▶ **Aim of the exercise**
Rewrite every line of the material below as a Markdown table with two columns, Row and Line, numbering the rows in order and leaving out blank lines.

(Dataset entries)
=-=-=

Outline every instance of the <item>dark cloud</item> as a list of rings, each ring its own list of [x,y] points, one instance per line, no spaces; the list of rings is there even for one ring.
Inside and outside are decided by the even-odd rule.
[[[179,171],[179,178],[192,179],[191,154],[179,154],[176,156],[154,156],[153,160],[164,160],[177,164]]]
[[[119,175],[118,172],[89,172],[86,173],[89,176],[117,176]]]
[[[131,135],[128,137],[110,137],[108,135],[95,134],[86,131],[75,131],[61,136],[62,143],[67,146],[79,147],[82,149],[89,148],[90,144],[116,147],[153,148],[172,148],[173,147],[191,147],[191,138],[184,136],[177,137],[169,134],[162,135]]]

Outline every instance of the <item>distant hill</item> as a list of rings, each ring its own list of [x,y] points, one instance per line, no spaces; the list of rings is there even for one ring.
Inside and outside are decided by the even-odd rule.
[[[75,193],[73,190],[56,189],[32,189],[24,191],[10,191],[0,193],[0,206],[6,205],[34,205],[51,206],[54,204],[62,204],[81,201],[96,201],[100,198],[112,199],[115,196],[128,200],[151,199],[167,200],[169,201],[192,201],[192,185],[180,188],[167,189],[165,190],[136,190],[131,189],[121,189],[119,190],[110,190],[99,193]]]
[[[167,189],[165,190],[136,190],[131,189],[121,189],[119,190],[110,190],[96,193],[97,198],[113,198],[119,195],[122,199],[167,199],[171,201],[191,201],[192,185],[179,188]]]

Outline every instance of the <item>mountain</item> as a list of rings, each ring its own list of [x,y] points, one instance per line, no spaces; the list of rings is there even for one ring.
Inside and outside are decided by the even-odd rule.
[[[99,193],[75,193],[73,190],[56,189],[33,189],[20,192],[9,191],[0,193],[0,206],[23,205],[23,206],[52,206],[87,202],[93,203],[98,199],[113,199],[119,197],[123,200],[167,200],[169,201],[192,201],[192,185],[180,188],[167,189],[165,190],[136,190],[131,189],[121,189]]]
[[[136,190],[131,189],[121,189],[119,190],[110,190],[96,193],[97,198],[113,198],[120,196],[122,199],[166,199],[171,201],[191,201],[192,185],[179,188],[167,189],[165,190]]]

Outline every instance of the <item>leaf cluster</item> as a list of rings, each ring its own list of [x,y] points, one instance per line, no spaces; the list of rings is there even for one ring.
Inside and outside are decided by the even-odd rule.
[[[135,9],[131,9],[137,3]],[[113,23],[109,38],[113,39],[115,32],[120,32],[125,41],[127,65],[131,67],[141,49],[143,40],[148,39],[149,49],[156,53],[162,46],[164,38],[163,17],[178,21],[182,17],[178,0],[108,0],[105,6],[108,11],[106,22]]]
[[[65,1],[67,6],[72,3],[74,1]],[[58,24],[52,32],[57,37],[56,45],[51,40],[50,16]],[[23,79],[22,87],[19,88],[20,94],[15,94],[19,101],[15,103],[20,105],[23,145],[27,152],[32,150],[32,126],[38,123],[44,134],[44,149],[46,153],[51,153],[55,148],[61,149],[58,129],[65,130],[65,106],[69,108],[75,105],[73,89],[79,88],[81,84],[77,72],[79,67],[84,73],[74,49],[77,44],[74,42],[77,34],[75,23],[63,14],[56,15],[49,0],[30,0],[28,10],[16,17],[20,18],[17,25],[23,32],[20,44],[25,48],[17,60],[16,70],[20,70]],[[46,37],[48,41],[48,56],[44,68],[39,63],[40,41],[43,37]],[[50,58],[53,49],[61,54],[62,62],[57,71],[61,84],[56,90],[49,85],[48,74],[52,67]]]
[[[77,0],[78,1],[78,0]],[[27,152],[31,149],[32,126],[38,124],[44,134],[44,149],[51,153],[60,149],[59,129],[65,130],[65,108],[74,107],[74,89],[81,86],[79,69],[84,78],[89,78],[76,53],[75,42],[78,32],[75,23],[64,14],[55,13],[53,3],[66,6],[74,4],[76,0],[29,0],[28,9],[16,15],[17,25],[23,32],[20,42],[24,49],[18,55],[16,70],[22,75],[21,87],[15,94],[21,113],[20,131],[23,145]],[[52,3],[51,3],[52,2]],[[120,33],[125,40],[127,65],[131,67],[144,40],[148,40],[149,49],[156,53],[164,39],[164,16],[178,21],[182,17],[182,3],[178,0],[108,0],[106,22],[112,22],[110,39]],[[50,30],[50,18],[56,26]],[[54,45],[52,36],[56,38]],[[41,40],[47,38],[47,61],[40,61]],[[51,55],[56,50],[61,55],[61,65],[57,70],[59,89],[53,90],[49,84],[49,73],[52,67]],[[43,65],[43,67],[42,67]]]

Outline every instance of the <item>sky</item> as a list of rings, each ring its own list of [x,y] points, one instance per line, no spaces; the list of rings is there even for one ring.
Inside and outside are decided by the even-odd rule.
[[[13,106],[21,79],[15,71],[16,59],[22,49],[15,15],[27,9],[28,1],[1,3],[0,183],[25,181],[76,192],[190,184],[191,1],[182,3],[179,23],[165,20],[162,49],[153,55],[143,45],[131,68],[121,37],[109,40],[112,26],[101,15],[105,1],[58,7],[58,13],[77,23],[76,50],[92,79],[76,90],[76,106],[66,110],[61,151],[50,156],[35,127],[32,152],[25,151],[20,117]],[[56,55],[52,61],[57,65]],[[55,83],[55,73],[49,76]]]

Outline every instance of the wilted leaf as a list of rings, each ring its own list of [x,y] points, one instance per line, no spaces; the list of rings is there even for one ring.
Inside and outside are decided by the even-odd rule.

=-=-=

▶ **Solved problem**
| Row | Line |
|---|---|
| 1 | Outline every instance of the <item>dark cloud</item> as a list of rings, each ring its own list of [x,y] points, one instance per line, no spaces; the list of rings is there even for one ring. |
| 2 | Inside and outside are decided by the even-odd rule. |
| 3 | [[[179,171],[179,178],[192,179],[191,154],[179,154],[176,156],[154,156],[153,160],[164,160],[177,164]]] |
| 4 | [[[119,175],[118,172],[89,172],[86,173],[89,176],[117,176]]] |
| 5 | [[[131,135],[128,137],[110,137],[108,135],[95,134],[86,131],[75,131],[61,136],[62,143],[67,146],[79,147],[82,149],[89,148],[90,144],[116,147],[153,148],[172,148],[173,147],[191,147],[191,138],[184,136],[177,137],[169,134],[162,135]]] |
| 6 | Outline every instance of the <item>distant hill</item> as a list of rings, each ring its own list of [x,y] points, one instance per line, no spaces; the list of rings is there even for one ring. |
| 7 | Inside and outside are decided by the even-odd rule. |
| 8 | [[[75,193],[73,190],[56,189],[32,189],[24,191],[10,191],[0,193],[0,206],[6,205],[34,205],[51,206],[54,204],[62,204],[81,201],[96,201],[100,198],[112,199],[115,196],[128,200],[151,199],[167,200],[169,201],[192,201],[192,185],[180,188],[167,189],[165,190],[136,190],[131,189],[121,189],[119,190],[110,190],[99,193]]] |
| 9 | [[[167,189],[165,190],[136,190],[131,189],[121,189],[119,190],[110,190],[96,193],[97,198],[113,198],[119,195],[122,199],[167,199],[171,201],[191,201],[192,185],[179,188]]] |
| 10 | Outline every instance of the <item>mountain</item> as a list of rings, each ring its own list of [x,y] points, one instance per line, no spaces; the list of rings is there even for one ring. |
| 11 | Inside and outside are decided by the even-odd rule. |
| 12 | [[[99,193],[75,193],[73,190],[56,189],[33,189],[20,192],[9,191],[0,193],[0,206],[23,205],[23,206],[52,206],[87,202],[93,203],[98,199],[113,199],[119,197],[123,200],[167,200],[169,201],[192,201],[192,185],[180,188],[167,189],[165,190],[136,190],[131,189],[121,189]]] |
| 13 | [[[136,190],[131,189],[121,189],[119,190],[110,190],[96,193],[97,198],[113,198],[120,196],[122,199],[166,199],[171,201],[191,201],[192,185],[179,188],[167,189],[165,190]]] |
| 14 | Outline every instance of the <item>leaf cluster</item> as a list of rings, each ring its own list of [x,y] points, one instance per line, no spaces; the list of rings is there even for one ring. |
| 15 | Inside and outside are decided by the even-odd rule. |
| 16 | [[[135,9],[131,9],[137,3]],[[113,23],[109,38],[113,39],[115,32],[120,32],[125,41],[127,65],[131,67],[141,49],[143,40],[148,39],[149,49],[156,53],[162,46],[164,38],[163,17],[178,21],[182,17],[178,0],[108,0],[105,6],[108,11],[106,22]]] |
| 17 | [[[65,1],[67,6],[72,3],[74,1]],[[58,24],[52,32],[57,37],[56,45],[51,40],[50,16]],[[23,79],[22,87],[19,88],[20,94],[15,94],[19,101],[15,103],[20,105],[23,145],[27,152],[32,150],[32,126],[38,123],[44,134],[44,149],[46,153],[51,153],[55,148],[61,149],[58,129],[65,130],[65,106],[69,108],[75,105],[73,89],[79,88],[81,84],[77,72],[79,67],[84,73],[74,49],[77,44],[74,42],[77,34],[75,23],[63,14],[56,15],[49,0],[30,0],[28,10],[16,17],[20,18],[17,25],[23,32],[20,44],[25,48],[17,60],[16,70],[20,70]],[[46,37],[48,41],[48,56],[44,68],[39,63],[40,41],[43,37]],[[50,58],[53,49],[61,54],[62,62],[57,71],[61,84],[56,90],[49,85],[48,74],[52,67]]] |
| 18 | [[[77,0],[78,1],[78,0]],[[27,152],[31,149],[32,126],[38,124],[44,134],[44,149],[51,153],[60,149],[59,129],[65,130],[65,108],[74,107],[74,89],[81,86],[79,69],[84,78],[89,78],[76,53],[75,42],[78,32],[75,23],[64,14],[55,13],[53,3],[66,6],[74,4],[76,0],[29,0],[28,9],[16,15],[17,25],[23,32],[20,42],[24,49],[18,55],[16,70],[22,75],[21,87],[15,94],[21,113],[20,131],[23,145]],[[52,3],[51,3],[52,2]],[[120,33],[125,40],[127,65],[131,67],[144,40],[148,40],[149,49],[156,53],[164,39],[164,16],[178,21],[182,17],[182,3],[178,0],[108,0],[106,22],[112,22],[110,39]],[[50,30],[50,18],[56,26]],[[54,45],[52,36],[56,38]],[[41,40],[47,38],[47,61],[40,61]],[[51,55],[56,50],[61,55],[61,65],[57,70],[59,89],[53,90],[49,84],[49,73],[52,67]],[[43,65],[43,67],[42,67]]] |
| 19 | Outline every instance of the <item>sky</item> as a list of rings, each ring its own list of [x,y] points, one instance per line, no spaces; the list of rings is there even for one ring. |
| 20 | Inside and outside are decided by the even-odd rule. |
| 21 | [[[13,106],[21,79],[15,71],[16,59],[22,49],[15,15],[27,9],[28,1],[1,3],[0,183],[25,181],[76,192],[190,184],[191,1],[182,3],[179,23],[165,20],[162,49],[153,55],[143,45],[131,68],[121,37],[109,40],[112,26],[101,15],[105,1],[58,7],[58,13],[77,23],[76,50],[92,79],[76,90],[76,106],[66,110],[61,151],[50,156],[35,127],[32,152],[25,151],[20,117]],[[56,55],[52,61],[57,65]],[[55,83],[55,73],[49,76]]] |
| 22 | Outline every instance of the wilted leaf as a list of rings, each ring its own list of [x,y] points, one instance per line, no spaces; the list of rings is there even for one ring. |
| 23 | Inside and outside are decided by the even-odd rule. |